- _Requirement_:
Use the text on the insulin business model to answer these:
(a) On what date did the FDA approve the interchangeable biosimilar drug Semglee?
(b) What percentage of the market is made up of patients with Type 2 diabetes?
(c) In what year did the FDA approve oral tablets for treating Type 2 diabetes?

Some settings create ripe conditions for a business-model destroying inflection point. Unhappy customers, favoring one stakeholder group at the extreme expense of others and operating in such a way that even your allies can’t defend you are all early warnings that change is afoot.

An inflection point?

It looks as though an inflection point for the current insulin business model may be underway. On July 28, the FDA approved an interchangeable biosimilar drug, Semglee. More importantly, a fourth company, Viatrus, will begin to compete in the U.S. insulin market. While the competitive effects are still going to be subject to negotiations among policymakers, PBM’s and the original manufacturers, the presence of potential competition is likely to at least moderate the most aggressive pricing maneuvers.

An even more substantial inflection point may be new developments that make insulin unnecessary for patients with Type 2 diabetes, who constitute 90% of the market. In 2019, the FDA approved oral tablets for the treatment of Type 2 diabetes.

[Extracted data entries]
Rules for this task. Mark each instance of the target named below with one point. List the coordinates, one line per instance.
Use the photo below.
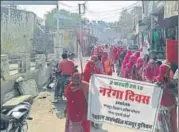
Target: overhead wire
(107, 15)
(72, 8)
(111, 11)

- _Final answer_:
(a) July 28
(b) 90%
(c) 2019